I lavoratori sono liberi di costituire strutture sindacali associative e non associative. Tra quelle associative campeggia il sindacato, ma il riferimento all’organizzazione sindacale contenuto nell’art.39 comma 1 Cost non è limitato al modello associativo: l’organizzazione, infatti, è più ampia dell’associazione, e il costituente ha lasciato ampia libertà di costituire organismi di tutela degli interessi dei lavoratori. La nostra esperienza sindacale ha conosciuto e conosce anche strutture sindacali non associative, o perché carenti del requisito della stabilità, o perché assunte da soggetti che vogliono mantenere la loro libertà di azione rispetto alle associazioni sindacali.
In difetto dell’attuazione dei commi 2,3 e 4 dell’art.39 Cost, le associazioni sindacali sono regolate dal diritto comune quali associazioni non riconosciute. Il sindacato, tuttavia, ha una sua tipicità in virtù della natura collettiva dell’interesse perseguito, distinta dall’interesse comune che contraddistingue di norma il genus dell’associazione non riconosciuta. L’interesse dell’associazione non riconosciuta rileva sul piano patrimoniale (artt. 36, 37 c.c.), e sussiste la responsabilità prevista per gli amministratori (art.38 c.c.).
Dall’interesse del sindacato come associazione non riconosciuta si distingue l’interesse del sindacato come istituzione, che riguarda le scelte di politica sindacale assunte dai dirigenti del sindacato su temi di politica economica o in materia di rivendicazioni nei confronti della controparte o la proclamazione di uno sciopero.
Accanto all’interesse del sindacato come istituzione, rileva l’interesse collettivo, che riguarda l’insieme dei lavoratori iscritti o che comunque si riconoscono in un determinato sindacato con il voto. L’interesse collettivo si distingue dall’interesse pubblico perché non riguarda la generalità dei cittadini: l’interesse pubblico è, ad esempio, soddisfatto nella conclusione del contratto collettivo.
Ogni interesse, anche individuale, può diventare collettivo se il gruppo lo considera tale: la manifestazione di volontà non è individuale, ma del gruppo, e pertanto deve avvenire osservando il procedimento di formazione della volontà che può definirsi collettiva perché riferibile al gruppo.
Del resto, i lavoratori che aderiscono al gruppo autolimitano la loro autonomia individuale ed i loro interessi individuali alla volontà collettiva del gruppo. In sostanza, la soddisfazione dell’interesse collettivo non determina sempre ed in ogni caso la soddisfazione degli interessi individuali dei singoli appartenenti al gruppo, ma può comportare anche il sacrificio di taluni interessi individuali degli stessi appartenenti al gruppo.

===

▶ COSA FARE: Prosegui il brano sul sindacato e sull'interesse collettivo partendo dal punto in cui si ferma. I dati riportati qui sotto non sono necessari.

===

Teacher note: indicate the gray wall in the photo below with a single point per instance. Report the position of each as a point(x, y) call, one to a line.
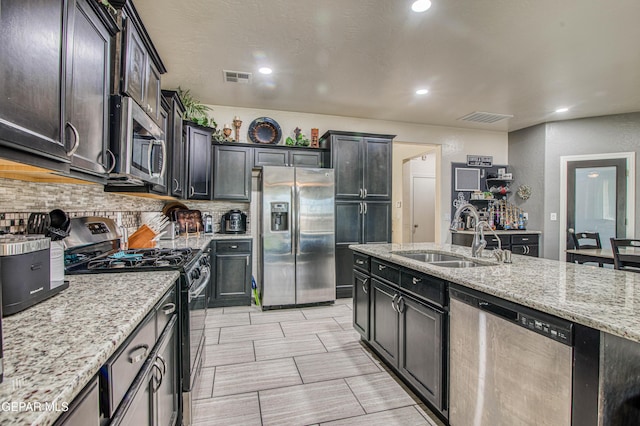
point(526, 162)
point(595, 135)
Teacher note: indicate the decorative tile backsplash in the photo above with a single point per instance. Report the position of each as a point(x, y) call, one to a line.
point(18, 199)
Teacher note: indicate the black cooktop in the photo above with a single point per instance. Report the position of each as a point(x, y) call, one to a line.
point(153, 259)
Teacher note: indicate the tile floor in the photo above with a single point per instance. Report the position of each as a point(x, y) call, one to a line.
point(297, 367)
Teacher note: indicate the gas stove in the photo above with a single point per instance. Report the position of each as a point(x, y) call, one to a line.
point(128, 260)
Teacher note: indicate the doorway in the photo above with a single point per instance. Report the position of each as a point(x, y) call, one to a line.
point(597, 196)
point(420, 199)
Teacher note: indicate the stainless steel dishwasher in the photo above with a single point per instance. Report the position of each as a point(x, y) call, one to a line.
point(509, 365)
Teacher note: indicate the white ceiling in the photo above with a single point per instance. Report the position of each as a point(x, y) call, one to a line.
point(365, 59)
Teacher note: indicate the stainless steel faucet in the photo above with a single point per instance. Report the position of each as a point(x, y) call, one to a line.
point(479, 242)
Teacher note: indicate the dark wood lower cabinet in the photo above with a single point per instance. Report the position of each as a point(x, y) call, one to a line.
point(361, 291)
point(407, 328)
point(384, 321)
point(421, 347)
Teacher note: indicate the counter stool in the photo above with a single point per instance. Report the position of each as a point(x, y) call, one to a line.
point(587, 240)
point(626, 261)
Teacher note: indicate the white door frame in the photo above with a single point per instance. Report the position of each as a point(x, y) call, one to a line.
point(435, 206)
point(631, 191)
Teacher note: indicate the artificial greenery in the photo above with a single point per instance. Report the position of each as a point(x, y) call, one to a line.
point(301, 139)
point(195, 110)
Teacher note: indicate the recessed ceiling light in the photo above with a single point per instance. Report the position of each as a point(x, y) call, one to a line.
point(421, 5)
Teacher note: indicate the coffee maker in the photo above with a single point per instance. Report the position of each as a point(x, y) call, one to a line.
point(233, 222)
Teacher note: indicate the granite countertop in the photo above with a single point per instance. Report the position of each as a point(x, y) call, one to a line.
point(601, 298)
point(499, 232)
point(53, 349)
point(200, 242)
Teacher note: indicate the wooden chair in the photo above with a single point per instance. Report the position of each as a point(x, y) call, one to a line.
point(587, 240)
point(625, 261)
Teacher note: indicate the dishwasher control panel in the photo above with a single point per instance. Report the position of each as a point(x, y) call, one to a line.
point(561, 333)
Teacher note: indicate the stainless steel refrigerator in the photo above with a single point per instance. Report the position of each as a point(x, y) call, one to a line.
point(298, 240)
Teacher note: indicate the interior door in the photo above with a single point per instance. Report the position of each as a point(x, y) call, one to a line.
point(423, 212)
point(596, 198)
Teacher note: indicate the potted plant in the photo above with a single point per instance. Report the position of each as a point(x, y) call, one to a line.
point(195, 110)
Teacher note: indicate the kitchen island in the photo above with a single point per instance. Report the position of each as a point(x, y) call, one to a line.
point(53, 349)
point(604, 299)
point(537, 333)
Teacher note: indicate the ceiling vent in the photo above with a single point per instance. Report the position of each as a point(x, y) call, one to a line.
point(485, 117)
point(236, 76)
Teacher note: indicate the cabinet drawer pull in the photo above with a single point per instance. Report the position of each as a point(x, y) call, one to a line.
point(169, 308)
point(138, 353)
point(76, 137)
point(157, 382)
point(401, 308)
point(113, 161)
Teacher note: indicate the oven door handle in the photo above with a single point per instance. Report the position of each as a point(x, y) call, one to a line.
point(198, 291)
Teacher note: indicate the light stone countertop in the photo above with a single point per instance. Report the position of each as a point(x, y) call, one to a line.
point(53, 349)
point(200, 242)
point(500, 232)
point(601, 298)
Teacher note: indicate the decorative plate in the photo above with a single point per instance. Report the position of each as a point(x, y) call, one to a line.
point(264, 130)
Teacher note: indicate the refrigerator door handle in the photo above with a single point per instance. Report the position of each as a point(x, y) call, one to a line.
point(296, 226)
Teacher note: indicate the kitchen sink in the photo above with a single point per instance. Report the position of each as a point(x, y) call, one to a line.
point(428, 256)
point(458, 264)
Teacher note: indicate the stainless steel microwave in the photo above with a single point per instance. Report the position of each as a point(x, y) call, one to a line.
point(138, 144)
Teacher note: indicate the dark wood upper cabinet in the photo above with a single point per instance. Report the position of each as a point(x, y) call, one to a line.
point(88, 73)
point(175, 144)
point(232, 173)
point(362, 164)
point(138, 65)
point(199, 159)
point(30, 114)
point(54, 102)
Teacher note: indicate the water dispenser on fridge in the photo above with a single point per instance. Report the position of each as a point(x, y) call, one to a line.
point(279, 216)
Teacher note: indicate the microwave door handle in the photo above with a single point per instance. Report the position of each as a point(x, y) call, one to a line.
point(149, 152)
point(164, 158)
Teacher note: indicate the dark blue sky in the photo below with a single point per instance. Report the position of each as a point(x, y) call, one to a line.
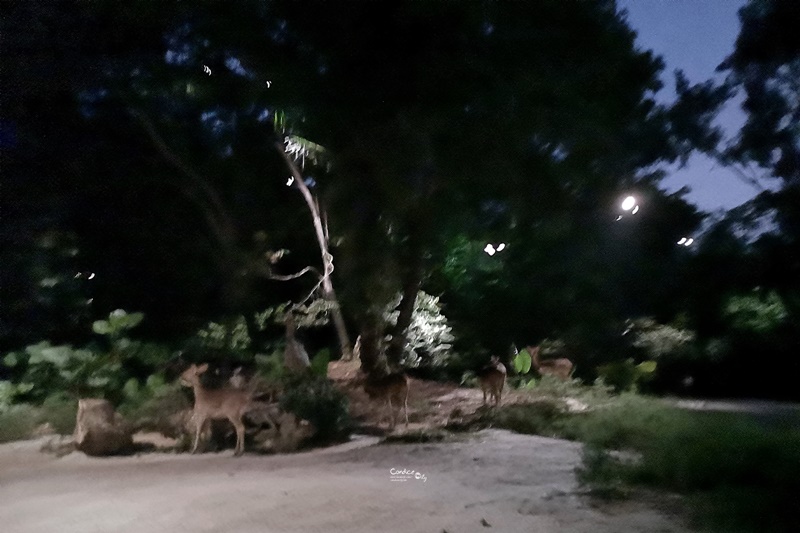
point(694, 36)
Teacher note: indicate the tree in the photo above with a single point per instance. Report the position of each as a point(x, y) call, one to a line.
point(765, 65)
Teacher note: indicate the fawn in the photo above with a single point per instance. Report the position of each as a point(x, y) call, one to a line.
point(213, 404)
point(393, 386)
point(561, 368)
point(492, 379)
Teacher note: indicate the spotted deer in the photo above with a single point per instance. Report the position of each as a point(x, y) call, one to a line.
point(561, 368)
point(492, 379)
point(215, 404)
point(388, 388)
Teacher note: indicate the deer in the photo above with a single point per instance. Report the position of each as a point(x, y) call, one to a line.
point(215, 404)
point(561, 368)
point(393, 386)
point(492, 379)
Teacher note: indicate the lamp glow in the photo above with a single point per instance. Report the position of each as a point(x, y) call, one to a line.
point(628, 203)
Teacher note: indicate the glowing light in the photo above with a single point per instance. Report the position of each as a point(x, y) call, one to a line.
point(628, 203)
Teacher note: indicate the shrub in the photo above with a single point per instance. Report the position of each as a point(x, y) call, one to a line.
point(739, 473)
point(60, 412)
point(17, 422)
point(429, 336)
point(626, 375)
point(317, 400)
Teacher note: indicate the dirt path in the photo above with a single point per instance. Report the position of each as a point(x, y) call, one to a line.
point(513, 483)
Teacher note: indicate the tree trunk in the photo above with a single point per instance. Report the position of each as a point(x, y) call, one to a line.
point(411, 287)
point(371, 337)
point(327, 258)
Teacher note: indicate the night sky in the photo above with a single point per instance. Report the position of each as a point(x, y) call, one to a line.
point(695, 36)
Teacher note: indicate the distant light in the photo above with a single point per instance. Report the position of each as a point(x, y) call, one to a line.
point(628, 203)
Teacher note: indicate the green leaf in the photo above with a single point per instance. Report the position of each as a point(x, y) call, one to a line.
point(647, 367)
point(131, 388)
point(522, 362)
point(101, 327)
point(11, 359)
point(98, 381)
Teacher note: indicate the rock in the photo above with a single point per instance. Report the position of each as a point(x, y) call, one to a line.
point(99, 430)
point(287, 434)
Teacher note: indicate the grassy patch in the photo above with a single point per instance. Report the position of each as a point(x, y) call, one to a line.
point(17, 422)
point(737, 472)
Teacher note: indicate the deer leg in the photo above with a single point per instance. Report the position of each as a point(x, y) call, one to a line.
point(200, 423)
point(405, 407)
point(391, 412)
point(239, 426)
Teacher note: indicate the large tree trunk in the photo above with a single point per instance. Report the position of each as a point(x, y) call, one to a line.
point(411, 285)
point(371, 338)
point(327, 258)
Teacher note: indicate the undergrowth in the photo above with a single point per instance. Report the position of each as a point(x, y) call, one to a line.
point(738, 473)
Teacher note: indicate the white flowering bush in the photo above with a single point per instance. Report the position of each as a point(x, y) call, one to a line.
point(429, 337)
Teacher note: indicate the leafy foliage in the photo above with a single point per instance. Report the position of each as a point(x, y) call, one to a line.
point(317, 400)
point(429, 336)
point(660, 340)
point(756, 313)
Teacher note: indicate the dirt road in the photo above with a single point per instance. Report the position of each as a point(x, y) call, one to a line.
point(513, 483)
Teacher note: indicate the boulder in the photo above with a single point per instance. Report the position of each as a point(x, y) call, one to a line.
point(99, 430)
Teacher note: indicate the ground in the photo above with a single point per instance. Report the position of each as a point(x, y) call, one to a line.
point(511, 482)
point(492, 478)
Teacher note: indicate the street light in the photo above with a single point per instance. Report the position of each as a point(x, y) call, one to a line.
point(629, 203)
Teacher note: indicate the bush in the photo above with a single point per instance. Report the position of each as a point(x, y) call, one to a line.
point(739, 474)
point(625, 375)
point(60, 412)
point(429, 336)
point(317, 400)
point(17, 422)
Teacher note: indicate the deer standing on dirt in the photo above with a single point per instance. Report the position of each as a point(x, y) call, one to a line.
point(215, 404)
point(561, 368)
point(391, 387)
point(492, 379)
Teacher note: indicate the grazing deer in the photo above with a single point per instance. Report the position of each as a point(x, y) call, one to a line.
point(391, 387)
point(492, 379)
point(561, 368)
point(214, 404)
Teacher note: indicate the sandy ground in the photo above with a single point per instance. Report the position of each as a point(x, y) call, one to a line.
point(497, 479)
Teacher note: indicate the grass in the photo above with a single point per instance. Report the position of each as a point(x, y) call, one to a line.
point(736, 471)
point(18, 422)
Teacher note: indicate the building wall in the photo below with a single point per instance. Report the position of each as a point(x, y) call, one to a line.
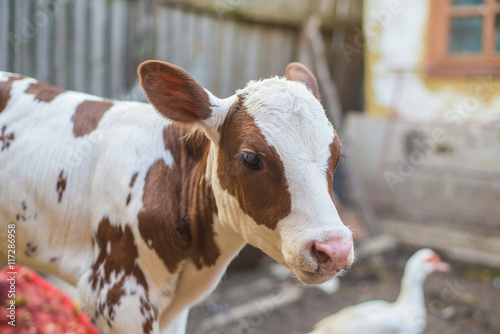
point(396, 34)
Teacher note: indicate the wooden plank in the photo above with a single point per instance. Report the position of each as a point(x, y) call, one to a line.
point(459, 245)
point(162, 29)
point(226, 64)
point(4, 36)
point(252, 53)
point(207, 50)
point(60, 45)
point(118, 47)
point(42, 48)
point(97, 34)
point(189, 38)
point(289, 14)
point(23, 33)
point(81, 50)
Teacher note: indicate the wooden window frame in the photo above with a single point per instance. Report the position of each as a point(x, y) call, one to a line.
point(440, 62)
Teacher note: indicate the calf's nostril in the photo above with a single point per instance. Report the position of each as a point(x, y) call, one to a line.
point(319, 255)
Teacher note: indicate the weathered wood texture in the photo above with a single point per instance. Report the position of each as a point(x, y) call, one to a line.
point(95, 46)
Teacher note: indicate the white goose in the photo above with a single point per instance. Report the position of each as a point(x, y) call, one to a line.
point(406, 315)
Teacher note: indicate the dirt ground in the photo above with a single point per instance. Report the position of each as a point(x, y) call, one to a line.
point(464, 300)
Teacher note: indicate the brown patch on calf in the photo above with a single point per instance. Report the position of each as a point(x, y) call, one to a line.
point(5, 88)
point(150, 314)
point(121, 258)
point(131, 185)
point(132, 181)
point(263, 194)
point(333, 161)
point(6, 138)
point(173, 92)
point(61, 186)
point(30, 249)
point(159, 222)
point(178, 204)
point(43, 92)
point(197, 199)
point(88, 115)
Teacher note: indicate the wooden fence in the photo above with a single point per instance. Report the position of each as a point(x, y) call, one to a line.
point(95, 46)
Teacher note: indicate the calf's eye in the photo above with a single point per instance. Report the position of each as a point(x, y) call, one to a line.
point(251, 161)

===

▶ RISPOSTA:
Infine, è da ricordare che l’interesse collettivo di cui è portatore il sindacato deve essere distinto dall’interesse individuale a rilevanza collettiva di cui è portatore il lavoratore che, ad esempio, subisca un trattamento discriminatorio per ragioni sindacali, o venga licenziato per aver partecipato ad uno sciopero.
Formazione della volontà sindacale. Associazioni rappresentative dei datori di lavoro. Gli enti bilaterali.
Il funzionamento interno dei sindacati, come per ogni associazione non riconosciuta, è regolato dalle disposizioni contenute negli atti costitutivi e nei relativi statuti. Il lavoratore che si iscrive al sindacato si obbliga ad osservare lo statuto, a pagare i contributi, e ad uniformarsi alle deliberazioni sindacali. Egli inoltre esercita i suoi diritti di associato partecipando all’approvazione delle delibere assembleari, all’elezione degli organismi dirigenti.
Ad ogni modo, all’osservanza formale delle procedure non corrisponde sempre un’effettiva democrazia sindacale. In sostanza, le politiche sindacali, le rivendicazioni, le strategie sono spesso decise dagli organismi dirigenti dei sindacati a livello nazionale e sono, di regola, approvate dagli iscritti.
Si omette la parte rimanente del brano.